Assignment: Could you restate word for word every line from the one containing "Would you please tag the woman's" to the end of the records, and nothing else?

____ Data provided

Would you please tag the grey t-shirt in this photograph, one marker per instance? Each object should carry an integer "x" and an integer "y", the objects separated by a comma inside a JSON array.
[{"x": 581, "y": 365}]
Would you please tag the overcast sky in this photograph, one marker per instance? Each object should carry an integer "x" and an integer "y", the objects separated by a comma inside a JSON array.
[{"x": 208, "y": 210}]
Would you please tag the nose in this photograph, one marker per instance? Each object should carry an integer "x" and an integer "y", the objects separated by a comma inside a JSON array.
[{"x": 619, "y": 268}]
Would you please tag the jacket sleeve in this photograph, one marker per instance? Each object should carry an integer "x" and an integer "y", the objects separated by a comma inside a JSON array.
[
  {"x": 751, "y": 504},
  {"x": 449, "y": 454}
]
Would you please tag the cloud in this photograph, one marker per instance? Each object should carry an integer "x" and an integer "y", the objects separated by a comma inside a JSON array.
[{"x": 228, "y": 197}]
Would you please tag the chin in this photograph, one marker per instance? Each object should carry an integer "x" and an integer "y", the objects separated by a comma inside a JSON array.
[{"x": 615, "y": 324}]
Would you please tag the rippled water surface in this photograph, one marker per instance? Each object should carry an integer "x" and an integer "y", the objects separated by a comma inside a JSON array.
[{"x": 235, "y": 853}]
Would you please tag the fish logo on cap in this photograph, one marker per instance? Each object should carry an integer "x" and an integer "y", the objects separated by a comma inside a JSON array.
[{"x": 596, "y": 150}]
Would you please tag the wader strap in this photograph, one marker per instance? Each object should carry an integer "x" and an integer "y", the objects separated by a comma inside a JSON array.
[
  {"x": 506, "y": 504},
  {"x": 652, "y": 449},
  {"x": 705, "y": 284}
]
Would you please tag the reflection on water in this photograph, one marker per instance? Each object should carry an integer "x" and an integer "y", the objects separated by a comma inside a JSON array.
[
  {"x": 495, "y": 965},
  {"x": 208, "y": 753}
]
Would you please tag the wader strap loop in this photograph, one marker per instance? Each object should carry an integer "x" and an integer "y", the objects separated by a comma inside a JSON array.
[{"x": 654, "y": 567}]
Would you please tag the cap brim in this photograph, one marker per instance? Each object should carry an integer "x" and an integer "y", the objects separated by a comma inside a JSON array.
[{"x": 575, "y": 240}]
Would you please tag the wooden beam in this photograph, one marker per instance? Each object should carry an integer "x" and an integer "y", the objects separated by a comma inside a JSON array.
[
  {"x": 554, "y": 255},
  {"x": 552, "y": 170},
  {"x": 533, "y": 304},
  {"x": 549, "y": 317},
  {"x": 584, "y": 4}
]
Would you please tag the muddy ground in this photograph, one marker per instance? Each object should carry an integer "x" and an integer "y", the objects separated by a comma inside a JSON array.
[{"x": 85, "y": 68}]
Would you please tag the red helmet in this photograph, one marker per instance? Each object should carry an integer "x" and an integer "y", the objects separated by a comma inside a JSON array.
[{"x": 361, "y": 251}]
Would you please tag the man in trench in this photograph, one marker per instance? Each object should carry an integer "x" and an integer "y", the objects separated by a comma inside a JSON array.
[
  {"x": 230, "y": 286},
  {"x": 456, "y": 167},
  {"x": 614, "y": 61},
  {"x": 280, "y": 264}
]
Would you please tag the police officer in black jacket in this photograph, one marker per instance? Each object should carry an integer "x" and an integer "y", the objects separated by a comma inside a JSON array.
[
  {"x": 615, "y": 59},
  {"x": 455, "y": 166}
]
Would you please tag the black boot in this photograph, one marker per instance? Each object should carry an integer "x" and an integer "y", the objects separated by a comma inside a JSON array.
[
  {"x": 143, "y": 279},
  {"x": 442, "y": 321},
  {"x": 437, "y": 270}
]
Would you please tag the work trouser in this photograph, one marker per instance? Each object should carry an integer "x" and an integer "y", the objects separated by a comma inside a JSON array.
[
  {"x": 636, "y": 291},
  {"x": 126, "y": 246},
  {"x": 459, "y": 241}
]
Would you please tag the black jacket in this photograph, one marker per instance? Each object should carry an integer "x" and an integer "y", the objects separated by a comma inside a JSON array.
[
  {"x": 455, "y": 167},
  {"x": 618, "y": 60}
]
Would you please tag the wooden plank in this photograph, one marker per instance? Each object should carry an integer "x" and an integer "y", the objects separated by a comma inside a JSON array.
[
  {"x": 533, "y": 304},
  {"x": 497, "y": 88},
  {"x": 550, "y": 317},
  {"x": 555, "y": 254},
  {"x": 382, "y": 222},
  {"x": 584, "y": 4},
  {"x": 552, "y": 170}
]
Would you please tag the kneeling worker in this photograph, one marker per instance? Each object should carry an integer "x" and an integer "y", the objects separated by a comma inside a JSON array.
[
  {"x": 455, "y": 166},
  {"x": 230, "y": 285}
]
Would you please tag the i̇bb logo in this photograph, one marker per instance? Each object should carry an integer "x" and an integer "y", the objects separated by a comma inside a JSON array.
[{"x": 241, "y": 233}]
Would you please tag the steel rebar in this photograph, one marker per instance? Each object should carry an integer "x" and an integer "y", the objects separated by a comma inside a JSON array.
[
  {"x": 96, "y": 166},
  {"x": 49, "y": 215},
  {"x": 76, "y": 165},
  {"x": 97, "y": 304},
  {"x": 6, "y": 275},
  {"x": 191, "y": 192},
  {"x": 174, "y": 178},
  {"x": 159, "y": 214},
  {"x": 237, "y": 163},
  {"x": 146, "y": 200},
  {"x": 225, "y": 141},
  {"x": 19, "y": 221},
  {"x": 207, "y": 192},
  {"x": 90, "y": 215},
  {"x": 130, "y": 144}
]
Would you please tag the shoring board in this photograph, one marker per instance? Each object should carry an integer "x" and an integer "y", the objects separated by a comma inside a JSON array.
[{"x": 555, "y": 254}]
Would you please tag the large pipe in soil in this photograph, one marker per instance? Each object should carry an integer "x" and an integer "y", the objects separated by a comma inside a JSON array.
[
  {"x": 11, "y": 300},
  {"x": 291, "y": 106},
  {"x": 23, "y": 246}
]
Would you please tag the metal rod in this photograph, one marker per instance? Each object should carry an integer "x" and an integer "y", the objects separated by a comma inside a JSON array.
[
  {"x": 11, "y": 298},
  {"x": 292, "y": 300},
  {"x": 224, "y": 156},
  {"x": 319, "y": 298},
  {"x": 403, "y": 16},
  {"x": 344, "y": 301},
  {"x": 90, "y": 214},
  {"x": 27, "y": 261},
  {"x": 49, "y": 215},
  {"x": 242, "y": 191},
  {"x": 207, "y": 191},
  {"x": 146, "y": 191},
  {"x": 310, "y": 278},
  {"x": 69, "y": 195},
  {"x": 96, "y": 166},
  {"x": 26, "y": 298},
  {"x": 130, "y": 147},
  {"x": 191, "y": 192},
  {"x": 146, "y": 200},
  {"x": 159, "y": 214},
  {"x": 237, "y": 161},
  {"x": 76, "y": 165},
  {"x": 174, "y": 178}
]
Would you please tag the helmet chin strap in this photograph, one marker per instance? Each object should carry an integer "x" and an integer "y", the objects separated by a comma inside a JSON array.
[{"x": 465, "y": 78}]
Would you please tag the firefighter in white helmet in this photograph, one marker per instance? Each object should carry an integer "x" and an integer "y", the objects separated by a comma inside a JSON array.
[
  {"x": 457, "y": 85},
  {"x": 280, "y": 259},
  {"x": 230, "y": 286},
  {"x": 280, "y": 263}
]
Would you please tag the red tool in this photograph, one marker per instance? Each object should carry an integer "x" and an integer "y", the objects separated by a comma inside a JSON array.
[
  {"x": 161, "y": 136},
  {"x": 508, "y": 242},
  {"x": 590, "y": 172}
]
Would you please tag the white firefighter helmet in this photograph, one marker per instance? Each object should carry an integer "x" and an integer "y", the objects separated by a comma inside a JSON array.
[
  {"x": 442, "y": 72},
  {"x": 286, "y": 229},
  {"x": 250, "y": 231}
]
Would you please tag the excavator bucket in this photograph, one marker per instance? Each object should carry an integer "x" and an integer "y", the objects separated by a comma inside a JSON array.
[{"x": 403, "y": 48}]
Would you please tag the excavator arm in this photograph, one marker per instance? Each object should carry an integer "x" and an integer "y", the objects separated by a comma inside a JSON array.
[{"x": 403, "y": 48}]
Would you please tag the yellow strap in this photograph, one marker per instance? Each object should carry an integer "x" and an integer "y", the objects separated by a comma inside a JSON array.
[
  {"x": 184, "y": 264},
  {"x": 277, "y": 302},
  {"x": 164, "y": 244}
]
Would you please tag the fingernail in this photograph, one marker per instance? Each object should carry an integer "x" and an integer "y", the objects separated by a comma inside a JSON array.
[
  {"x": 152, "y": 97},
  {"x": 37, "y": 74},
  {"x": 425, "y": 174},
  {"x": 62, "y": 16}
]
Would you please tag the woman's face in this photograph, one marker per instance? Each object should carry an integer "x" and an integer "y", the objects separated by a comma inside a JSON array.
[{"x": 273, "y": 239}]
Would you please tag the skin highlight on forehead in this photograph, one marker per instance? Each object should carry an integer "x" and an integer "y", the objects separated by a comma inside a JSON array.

________

Response to the exercise:
Would you please tag the woman's face in this photograph, one marker per instance? Each object should carry an integer "x" and an integer "y", the objects separated by a comma inside a JSON array.
[{"x": 273, "y": 239}]
Would you please tag the skin highlight on forehead in this photograph, one marker per instance? Each object should carry an integer "x" and an integer "y", the objects separated by a comma inside a JSON array.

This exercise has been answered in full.